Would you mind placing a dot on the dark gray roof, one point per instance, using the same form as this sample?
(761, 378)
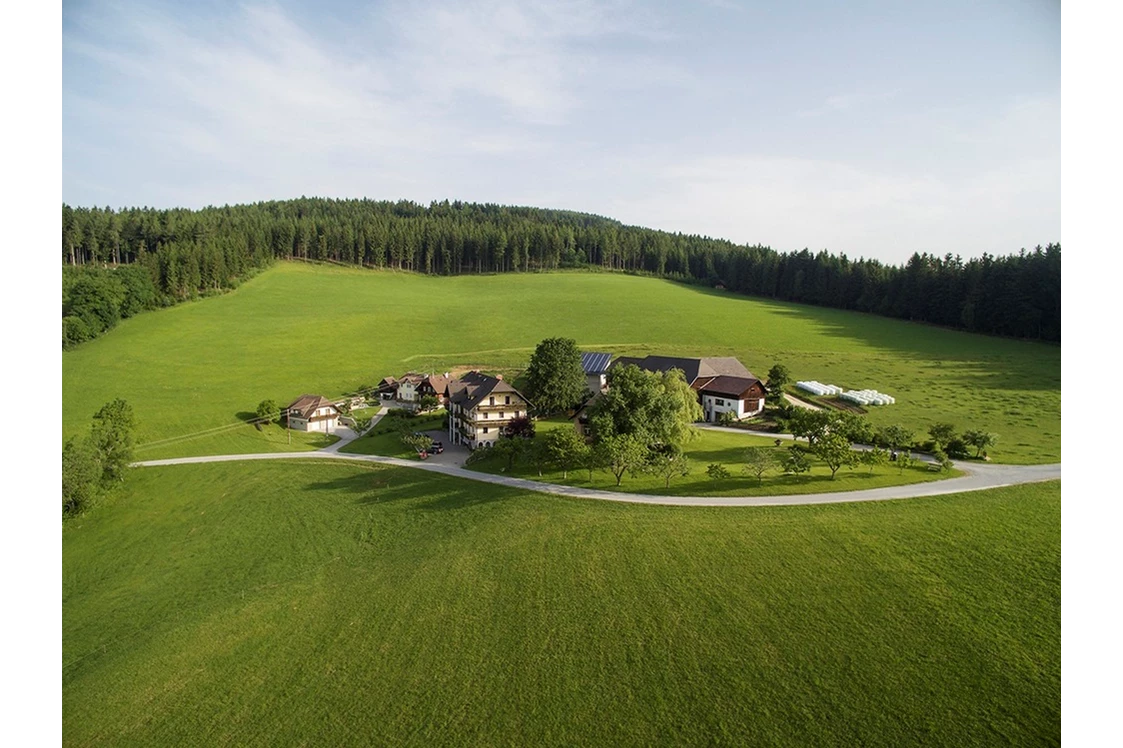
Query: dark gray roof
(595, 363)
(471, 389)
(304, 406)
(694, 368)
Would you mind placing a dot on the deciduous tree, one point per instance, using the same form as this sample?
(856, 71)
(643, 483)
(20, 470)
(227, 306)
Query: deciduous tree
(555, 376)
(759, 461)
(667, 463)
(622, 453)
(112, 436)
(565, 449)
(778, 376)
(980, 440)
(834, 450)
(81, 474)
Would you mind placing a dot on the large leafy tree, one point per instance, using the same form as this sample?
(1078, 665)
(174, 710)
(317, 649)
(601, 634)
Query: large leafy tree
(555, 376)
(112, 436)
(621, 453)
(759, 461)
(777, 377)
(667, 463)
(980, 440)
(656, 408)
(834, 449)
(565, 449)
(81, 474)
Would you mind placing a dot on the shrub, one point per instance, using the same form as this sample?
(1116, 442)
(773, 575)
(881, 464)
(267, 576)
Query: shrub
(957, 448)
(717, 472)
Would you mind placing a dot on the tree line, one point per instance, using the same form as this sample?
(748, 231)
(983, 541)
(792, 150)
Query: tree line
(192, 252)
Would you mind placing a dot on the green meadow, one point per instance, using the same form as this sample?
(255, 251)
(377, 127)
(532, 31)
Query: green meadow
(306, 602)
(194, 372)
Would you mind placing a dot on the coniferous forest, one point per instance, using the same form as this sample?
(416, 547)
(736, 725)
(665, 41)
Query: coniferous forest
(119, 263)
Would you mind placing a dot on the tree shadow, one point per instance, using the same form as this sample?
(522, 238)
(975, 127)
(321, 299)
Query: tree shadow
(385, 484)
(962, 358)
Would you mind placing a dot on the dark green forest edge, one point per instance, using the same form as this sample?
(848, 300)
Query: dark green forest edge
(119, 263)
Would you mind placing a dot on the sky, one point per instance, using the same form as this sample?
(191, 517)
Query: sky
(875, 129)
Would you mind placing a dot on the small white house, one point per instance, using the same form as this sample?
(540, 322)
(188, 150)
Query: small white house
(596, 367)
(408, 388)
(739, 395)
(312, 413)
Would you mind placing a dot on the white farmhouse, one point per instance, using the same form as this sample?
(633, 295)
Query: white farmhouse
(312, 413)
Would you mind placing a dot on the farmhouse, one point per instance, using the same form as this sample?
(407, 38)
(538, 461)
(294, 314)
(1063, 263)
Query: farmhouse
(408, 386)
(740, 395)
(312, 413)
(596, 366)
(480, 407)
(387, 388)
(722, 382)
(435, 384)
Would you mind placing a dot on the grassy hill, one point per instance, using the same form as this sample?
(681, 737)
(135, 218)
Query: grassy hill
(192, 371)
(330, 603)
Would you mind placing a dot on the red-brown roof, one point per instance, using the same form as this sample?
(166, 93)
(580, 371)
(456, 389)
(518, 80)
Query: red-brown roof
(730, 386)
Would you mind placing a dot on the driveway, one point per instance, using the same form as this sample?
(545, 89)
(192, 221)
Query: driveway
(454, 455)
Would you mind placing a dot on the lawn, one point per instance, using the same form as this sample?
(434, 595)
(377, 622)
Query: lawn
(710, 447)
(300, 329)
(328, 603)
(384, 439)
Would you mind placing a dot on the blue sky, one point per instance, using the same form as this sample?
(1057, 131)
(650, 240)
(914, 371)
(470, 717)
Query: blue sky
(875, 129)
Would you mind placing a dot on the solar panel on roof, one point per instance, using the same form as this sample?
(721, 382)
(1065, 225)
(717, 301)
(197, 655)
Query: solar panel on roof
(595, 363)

==========

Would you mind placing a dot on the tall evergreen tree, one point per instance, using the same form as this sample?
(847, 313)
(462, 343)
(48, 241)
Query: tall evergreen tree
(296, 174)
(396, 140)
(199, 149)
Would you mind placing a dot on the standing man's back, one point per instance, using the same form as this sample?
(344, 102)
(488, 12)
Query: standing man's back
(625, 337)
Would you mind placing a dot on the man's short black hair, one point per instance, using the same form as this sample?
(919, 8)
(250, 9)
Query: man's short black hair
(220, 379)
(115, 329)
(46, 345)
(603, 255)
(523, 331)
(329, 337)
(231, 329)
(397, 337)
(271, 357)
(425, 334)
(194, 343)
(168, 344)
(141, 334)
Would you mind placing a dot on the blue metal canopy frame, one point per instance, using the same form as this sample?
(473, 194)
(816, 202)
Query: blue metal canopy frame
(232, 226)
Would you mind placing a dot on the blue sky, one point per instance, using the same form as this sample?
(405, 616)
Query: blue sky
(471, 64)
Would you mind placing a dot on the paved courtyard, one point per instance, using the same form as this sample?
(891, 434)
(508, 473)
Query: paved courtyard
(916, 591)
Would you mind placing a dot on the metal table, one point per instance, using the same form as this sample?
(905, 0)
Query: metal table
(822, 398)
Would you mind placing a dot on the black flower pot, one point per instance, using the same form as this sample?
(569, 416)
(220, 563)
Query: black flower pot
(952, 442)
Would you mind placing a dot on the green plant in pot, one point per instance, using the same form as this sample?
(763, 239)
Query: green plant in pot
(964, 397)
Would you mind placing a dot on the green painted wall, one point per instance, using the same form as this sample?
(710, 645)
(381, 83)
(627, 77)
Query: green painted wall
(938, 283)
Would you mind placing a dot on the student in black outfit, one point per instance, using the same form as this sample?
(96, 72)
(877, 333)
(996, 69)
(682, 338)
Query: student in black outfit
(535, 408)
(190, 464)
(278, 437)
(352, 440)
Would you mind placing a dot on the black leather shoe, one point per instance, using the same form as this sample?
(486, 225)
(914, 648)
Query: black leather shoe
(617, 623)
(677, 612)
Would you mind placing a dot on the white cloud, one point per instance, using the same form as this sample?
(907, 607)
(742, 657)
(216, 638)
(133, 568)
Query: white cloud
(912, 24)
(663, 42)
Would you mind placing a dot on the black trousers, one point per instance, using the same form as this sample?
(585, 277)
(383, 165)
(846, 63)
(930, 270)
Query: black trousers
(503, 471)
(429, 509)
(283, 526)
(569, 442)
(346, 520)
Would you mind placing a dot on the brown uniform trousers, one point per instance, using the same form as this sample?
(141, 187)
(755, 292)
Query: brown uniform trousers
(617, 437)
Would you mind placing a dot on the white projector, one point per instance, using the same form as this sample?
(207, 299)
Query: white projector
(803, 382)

==========

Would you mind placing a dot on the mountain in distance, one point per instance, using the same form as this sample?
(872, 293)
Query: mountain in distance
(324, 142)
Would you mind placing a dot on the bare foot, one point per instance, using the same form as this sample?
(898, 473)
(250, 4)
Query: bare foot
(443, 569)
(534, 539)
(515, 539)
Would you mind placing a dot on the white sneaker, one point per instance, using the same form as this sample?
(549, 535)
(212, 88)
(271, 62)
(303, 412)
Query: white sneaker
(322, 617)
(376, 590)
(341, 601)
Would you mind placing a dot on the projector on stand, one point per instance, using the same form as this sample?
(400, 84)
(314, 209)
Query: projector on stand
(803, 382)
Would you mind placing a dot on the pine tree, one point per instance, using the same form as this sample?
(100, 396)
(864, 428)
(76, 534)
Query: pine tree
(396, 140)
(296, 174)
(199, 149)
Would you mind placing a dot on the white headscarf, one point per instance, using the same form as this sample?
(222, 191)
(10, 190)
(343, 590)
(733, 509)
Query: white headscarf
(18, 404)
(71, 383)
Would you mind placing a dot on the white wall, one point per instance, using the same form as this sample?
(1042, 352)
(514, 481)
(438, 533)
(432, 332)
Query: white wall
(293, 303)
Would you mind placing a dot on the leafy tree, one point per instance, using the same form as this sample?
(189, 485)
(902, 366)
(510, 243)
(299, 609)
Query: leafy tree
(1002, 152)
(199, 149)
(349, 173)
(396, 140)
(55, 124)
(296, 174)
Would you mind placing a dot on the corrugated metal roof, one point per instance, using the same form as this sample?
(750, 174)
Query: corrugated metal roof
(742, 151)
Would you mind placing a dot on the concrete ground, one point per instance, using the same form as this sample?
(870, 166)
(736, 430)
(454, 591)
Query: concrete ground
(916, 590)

==========

Gather every line of the data above that contains "canopy", treating uppercase and lowercase as different.

Solution for this exercise:
Would you mind placing a dot on the blue metal canopy frame, one point per instance, using the same form as this sample?
Query: blue metal canopy frame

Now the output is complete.